SELECTED TEXT:
• • • • •
Citing Fed. R. App. P. 3(b)(2) allowing appeals to be joined, the plaintiffs point out that the cases have the same MDL, defendants, lawyers, plaintiff injuries, evidence and witnesses. The appeals arise out of the second and third bellwether trials in MDL 2244 before US District Judge James Edgar Kinkeade in the Northern District of Texas. A total of 8,707 lawsuits are pending against DePuy in case No. 3:11-md-02244.

  • J&J prevailed in the first Pinnacle hip case to go to trial in October 2014.
  • In the second bellwether trial, a jury awarded $502 million to five of the patients in March 2016. The court cut the award to $150 million.
  • In the third bellwether trial, a jury awarded $1.04 billion in December 2016. The judge cut the punitive damages portion of the award in half.

The only difference is that the law of Texas governed the second trial, and the law of California governed the third.

Design flaws

The plaintiffs were implanted with the hip devices and experienced tissue death, bone erosion and other injuries they attributed to design flaws. Plaintiffs claimed the companies promoted the devices as lasting longer than devices that include ceramic or plastic materials.
• • • • •
ACTIVITY A:
Rewrite the paragraph of the hip implant appeals passage that begins "Citing Fed. R. App. P. 3(b)(2)" as a short bulleted list that keeps its main facts.
ACTIVITY B:
Duplicate part of the hip implant appeals passage word for word, starting at the words "Citing Fed. R." and stopping after "in October 2014.".

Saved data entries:
• • • • •
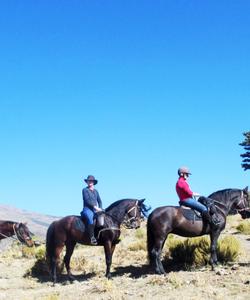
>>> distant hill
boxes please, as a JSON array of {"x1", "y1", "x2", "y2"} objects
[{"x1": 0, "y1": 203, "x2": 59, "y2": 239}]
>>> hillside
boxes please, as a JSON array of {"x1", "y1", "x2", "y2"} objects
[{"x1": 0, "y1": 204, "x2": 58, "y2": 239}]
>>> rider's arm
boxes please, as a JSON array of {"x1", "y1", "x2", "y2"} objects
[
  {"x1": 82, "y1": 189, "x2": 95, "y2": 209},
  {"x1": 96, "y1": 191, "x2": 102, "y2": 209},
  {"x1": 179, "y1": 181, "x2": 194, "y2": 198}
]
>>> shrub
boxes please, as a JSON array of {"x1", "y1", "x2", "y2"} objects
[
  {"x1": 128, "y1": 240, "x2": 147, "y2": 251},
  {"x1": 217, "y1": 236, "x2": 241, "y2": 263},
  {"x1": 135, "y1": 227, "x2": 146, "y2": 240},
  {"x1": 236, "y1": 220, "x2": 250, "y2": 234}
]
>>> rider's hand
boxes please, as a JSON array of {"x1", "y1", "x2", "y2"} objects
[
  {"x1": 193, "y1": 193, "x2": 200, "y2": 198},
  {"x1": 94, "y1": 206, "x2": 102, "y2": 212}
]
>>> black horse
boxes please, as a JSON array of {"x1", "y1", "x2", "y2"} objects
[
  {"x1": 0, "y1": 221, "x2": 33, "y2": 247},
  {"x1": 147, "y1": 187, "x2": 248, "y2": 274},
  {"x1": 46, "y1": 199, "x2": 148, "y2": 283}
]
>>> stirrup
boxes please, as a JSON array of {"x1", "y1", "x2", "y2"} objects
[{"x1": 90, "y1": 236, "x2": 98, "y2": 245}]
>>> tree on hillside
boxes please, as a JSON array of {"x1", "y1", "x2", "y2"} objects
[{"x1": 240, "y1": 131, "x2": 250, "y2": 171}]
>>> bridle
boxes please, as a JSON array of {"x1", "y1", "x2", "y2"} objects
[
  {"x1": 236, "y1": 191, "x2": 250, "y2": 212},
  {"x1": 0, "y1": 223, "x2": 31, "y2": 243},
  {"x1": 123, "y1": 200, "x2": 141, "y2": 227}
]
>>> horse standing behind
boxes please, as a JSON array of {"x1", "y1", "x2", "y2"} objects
• • • • •
YOUR SOLUTION A:
- Citing Fed. R. App. P. 3(b)(2), which allows appeals to be joined, the plaintiffs note that the cases share the same MDL, defendants, lawyers, plaintiff injuries, evidence and witnesses.
- The appeals arise from the second and third bellwether trials in MDL 2244 before US District Judge James Edgar Kinkeade in the Northern District of Texas.
- A total of 8,707 lawsuits are pending against DePuy in case No. 3:11-md-02244.

YOUR SOLUTION B:
Citing Fed. R. App. P. 3(b)(2) allowing appeals to be joined, the plaintiffs point out that the cases have the same MDL, defendants, lawyers, plaintiff injuries, evidence and witnesses. The appeals arise out of the second and third bellwether trials in MDL 2244 before US District Judge James Edgar Kinkeade in the Northern District of Texas. A total of 8,707 lawsuits are pending against DePuy in case No. 3:11-md-02244.

  • J&J prevailed in the first Pinnacle hip case to go to trial in October 2014.